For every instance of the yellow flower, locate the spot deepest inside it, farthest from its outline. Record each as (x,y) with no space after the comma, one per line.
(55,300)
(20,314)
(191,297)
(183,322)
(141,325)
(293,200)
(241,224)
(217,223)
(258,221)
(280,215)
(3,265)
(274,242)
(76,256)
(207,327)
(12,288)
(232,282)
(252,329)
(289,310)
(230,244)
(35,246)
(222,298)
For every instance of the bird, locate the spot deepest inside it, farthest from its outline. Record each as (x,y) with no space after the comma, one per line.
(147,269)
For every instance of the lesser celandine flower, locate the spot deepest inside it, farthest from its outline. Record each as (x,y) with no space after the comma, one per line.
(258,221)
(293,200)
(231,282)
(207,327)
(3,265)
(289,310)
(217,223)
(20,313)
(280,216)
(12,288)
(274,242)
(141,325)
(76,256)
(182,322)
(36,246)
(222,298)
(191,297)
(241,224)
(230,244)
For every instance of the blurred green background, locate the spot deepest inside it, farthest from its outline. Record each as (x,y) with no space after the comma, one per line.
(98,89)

What you should do - Render the lines above as a Markdown table with two columns, Row and Text, giving each line's row number under Row and the line itself under Text. Leave out blank lines.

Solution -
| Row | Text |
|---|---|
| 1 | For every instance of the yellow flower, locate the spot deepest inside it, farthest from its outline. Record each as (x,y) with no space after the comma, one per line. |
| 2 | (55,300) |
| 3 | (20,314) |
| 4 | (191,297) |
| 5 | (183,322) |
| 6 | (141,325) |
| 7 | (293,200) |
| 8 | (241,224) |
| 9 | (217,223) |
| 10 | (258,221) |
| 11 | (280,215) |
| 12 | (3,265) |
| 13 | (274,242) |
| 14 | (76,256) |
| 15 | (207,327) |
| 16 | (12,288) |
| 17 | (232,282) |
| 18 | (252,329) |
| 19 | (289,310) |
| 20 | (230,244) |
| 21 | (35,246) |
| 22 | (222,298) |
| 23 | For every instance of the bird, locate the spot deepest inside it, farthest from its outline. Record each as (x,y) with no space after the comma, one per line. |
| 24 | (147,269) |
| 25 | For every instance of the lesser celandine flower, locate the spot deepest inside it, farthest from its outline. Record each as (x,y) with no space after the comma, one per line. |
| 26 | (258,221) |
| 27 | (293,200) |
| 28 | (231,282) |
| 29 | (207,327) |
| 30 | (3,265) |
| 31 | (289,310) |
| 32 | (217,223) |
| 33 | (20,313) |
| 34 | (280,216) |
| 35 | (12,288) |
| 36 | (274,242) |
| 37 | (141,325) |
| 38 | (76,256) |
| 39 | (182,322) |
| 40 | (36,246) |
| 41 | (222,298) |
| 42 | (191,297) |
| 43 | (241,224) |
| 44 | (230,244) |
| 45 | For every instance of the blurred green background, locate the spot deepest inside it, farthest from its outline. Record each as (x,y) with no space after the comma, one per line. |
| 46 | (98,89) |